Problem details:
Please copy the stretch of the passage on negative emotions from "It may be a" through "us, Kashdan says.", swapping "anger" for "frustration".

Given text:
It may be a work of animated fiction, but it illustrates a truth, and other emotions are similarly functional. Recent studies have found that angry people are more creative, possibly because anger, in moderate doses, can be energizing and motivating. Envy and resentment, the research suggests, can also increase performance, even more than admiration. It lights a fire under us, Kashdan says.

Still, “There is a not-so-hidden prejudice against negative states, and the consequence of avoiding these states is that you inadvertently stunt your growth, maturity, adventure and meaning and purpose in life.”

Yet still the siren call to be happy, to be better, beckons, and one of the killjoys of a “happy life” is social comparison, Kashdan says. We log on to Facebook and compare ourselves to others without appreciating that what we’re seeing are only the edited “highlight reels” — the good parts, and none of the messy or ugly ones. “For already distressed individuals,” University of Houston researchers reported in April in the Journal of Social and Clinical Psychology, “this distorted view of their friends’ lives may make them feel alone in their internal struggles, which may compound their feelings of loneliness and isolation.” People may think, “My god, my life is so much worse than theirs.”

But Facebook and Instagram are too easy targets, says Kashdan, arguing that social media is simply “an extension of everyday human interaction. What we do on Facebook is not unlike other situations where we are hyper focused on making a particular impression on other people to be more attractive,” he says, even if we’re not consciously aware of it. It’s in the clothes we wear, the phones we buy, the groups we join to “showcase our emotional stability, social status and openness to experience,” even if, inside, we’re a blubbering, neurotic mess.

Records supplied:
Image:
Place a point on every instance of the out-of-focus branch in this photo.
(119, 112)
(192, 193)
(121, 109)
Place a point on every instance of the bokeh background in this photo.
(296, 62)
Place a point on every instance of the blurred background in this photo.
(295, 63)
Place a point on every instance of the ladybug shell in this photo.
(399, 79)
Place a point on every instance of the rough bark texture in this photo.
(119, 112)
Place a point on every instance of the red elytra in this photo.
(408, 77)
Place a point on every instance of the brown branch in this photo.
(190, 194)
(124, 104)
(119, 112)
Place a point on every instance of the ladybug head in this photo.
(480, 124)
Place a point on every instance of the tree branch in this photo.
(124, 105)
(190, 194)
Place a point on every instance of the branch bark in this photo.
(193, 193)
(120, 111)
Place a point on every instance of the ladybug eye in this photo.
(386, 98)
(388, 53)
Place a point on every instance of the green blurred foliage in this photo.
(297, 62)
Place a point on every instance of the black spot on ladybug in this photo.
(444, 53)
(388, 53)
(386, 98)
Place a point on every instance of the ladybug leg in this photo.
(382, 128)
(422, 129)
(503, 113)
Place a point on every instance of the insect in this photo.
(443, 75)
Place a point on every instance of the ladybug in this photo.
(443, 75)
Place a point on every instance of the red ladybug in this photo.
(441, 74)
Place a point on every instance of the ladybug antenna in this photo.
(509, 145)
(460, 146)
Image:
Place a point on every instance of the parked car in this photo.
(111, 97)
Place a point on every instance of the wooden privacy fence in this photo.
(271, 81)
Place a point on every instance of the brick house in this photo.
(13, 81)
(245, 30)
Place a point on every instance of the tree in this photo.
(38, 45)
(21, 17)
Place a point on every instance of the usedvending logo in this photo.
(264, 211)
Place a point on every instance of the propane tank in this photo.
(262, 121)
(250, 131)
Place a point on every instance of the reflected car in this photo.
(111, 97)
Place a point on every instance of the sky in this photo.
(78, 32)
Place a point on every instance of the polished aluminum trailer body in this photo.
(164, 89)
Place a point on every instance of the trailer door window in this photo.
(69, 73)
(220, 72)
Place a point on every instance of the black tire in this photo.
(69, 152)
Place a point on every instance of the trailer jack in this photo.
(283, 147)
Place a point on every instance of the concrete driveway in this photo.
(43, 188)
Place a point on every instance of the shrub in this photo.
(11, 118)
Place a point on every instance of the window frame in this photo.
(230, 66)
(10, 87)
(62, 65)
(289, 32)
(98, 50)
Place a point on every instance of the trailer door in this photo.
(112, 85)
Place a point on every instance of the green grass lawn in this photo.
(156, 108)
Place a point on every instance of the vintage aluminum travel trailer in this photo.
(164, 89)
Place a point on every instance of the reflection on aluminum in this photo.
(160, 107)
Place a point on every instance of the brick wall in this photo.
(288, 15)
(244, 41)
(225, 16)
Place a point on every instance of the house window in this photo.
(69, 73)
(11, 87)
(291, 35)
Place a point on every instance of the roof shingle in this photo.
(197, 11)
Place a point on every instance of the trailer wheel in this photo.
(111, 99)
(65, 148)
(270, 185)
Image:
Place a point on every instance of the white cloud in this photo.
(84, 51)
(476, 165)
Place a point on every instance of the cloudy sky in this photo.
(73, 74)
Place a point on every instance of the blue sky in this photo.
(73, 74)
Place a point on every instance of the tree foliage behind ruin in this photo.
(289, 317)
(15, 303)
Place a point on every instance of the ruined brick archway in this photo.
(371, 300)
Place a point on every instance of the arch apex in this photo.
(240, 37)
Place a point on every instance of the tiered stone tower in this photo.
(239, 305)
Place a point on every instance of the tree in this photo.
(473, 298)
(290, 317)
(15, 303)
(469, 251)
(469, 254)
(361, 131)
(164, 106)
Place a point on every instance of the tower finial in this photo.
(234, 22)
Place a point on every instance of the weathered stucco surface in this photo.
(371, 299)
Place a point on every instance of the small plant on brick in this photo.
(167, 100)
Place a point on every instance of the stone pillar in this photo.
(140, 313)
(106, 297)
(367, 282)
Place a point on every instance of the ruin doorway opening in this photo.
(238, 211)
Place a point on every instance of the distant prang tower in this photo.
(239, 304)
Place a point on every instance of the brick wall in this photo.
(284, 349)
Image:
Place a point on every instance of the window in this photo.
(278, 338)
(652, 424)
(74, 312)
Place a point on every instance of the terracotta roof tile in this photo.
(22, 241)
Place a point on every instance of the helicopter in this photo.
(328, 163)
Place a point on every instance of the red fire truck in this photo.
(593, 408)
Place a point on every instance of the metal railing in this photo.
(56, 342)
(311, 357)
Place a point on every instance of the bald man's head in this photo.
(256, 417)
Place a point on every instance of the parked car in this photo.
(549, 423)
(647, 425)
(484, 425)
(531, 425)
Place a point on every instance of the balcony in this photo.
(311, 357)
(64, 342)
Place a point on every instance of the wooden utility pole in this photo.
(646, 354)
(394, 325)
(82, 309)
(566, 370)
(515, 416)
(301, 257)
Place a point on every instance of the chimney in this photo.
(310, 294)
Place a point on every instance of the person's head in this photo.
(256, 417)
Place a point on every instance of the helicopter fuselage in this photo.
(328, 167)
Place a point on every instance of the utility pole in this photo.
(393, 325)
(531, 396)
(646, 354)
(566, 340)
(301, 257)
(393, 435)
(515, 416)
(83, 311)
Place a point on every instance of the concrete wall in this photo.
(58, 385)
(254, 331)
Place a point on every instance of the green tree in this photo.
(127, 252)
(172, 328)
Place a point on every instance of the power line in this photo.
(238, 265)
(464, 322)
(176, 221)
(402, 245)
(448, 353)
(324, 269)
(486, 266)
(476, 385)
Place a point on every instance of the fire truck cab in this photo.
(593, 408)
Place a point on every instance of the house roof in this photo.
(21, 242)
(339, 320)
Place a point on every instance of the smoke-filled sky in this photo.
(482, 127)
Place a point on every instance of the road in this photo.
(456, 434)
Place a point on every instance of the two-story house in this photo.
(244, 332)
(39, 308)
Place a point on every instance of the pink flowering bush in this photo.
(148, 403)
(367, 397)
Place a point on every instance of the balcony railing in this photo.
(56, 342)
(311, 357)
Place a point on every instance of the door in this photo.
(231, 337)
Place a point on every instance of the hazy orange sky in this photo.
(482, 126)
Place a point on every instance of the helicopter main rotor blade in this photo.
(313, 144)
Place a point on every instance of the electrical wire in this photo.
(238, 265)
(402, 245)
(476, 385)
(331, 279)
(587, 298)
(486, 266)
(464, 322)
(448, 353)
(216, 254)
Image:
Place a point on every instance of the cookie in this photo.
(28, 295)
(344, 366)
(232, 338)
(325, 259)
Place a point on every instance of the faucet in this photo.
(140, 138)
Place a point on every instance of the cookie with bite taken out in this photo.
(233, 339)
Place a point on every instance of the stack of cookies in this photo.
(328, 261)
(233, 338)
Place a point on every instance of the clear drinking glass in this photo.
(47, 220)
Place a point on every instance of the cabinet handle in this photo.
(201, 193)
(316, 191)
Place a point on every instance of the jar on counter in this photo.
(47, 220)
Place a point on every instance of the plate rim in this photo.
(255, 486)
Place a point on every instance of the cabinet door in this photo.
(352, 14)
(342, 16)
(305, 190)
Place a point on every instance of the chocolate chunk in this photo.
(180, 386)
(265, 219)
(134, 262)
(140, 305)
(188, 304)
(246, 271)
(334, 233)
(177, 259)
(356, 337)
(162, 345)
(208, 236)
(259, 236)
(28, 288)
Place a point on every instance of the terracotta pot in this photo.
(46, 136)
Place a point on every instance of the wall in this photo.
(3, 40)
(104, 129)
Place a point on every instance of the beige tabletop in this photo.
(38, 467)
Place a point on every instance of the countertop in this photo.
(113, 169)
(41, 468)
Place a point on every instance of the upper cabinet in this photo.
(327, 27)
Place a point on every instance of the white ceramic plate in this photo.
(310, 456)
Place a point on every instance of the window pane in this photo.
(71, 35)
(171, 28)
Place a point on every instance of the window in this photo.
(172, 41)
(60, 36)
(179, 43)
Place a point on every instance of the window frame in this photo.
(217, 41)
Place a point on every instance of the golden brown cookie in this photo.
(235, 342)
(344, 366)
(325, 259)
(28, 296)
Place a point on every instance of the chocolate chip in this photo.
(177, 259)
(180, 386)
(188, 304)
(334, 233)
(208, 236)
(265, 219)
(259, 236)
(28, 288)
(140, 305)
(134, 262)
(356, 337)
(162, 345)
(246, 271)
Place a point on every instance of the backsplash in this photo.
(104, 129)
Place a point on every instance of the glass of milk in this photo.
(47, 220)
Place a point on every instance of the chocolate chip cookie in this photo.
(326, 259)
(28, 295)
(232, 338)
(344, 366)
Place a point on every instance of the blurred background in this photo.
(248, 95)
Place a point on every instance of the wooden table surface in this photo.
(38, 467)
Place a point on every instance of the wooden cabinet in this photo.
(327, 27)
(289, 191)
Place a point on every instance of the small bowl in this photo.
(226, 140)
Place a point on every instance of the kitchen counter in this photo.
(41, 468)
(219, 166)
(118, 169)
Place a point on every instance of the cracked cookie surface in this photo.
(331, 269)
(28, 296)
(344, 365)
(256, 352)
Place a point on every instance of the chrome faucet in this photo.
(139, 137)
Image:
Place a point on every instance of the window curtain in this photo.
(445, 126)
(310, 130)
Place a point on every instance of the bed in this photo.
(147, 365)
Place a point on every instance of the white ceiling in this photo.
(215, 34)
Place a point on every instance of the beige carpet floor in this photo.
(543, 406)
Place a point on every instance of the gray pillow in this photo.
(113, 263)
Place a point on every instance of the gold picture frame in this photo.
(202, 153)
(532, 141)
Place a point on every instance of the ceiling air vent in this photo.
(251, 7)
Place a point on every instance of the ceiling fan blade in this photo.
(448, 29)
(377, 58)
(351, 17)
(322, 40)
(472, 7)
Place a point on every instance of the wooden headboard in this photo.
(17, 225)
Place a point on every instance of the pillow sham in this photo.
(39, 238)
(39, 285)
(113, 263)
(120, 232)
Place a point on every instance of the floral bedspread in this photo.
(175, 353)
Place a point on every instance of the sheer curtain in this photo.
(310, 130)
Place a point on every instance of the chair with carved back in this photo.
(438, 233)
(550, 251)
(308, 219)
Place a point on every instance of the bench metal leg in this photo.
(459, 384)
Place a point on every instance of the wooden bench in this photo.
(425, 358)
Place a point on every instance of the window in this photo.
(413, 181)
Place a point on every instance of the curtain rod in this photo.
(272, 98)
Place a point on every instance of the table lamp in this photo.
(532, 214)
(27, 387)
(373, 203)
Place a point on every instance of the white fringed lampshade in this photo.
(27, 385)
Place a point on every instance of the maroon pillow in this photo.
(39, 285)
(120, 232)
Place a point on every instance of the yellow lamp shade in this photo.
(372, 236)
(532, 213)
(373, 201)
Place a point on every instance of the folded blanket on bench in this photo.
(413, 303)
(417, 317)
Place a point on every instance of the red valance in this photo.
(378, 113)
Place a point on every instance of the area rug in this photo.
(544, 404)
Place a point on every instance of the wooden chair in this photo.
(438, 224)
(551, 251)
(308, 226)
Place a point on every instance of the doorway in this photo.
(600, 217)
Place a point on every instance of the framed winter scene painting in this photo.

Response:
It may be a work of animated fiction, but it illustrates a truth, and other emotions are similarly functional. Recent studies have found that angry people are more creative, possibly because frustration, in moderate doses, can be energizing and motivating. Envy and resentment, the research suggests, can also increase performance, even more than admiration. It lights a fire under us, Kashdan says.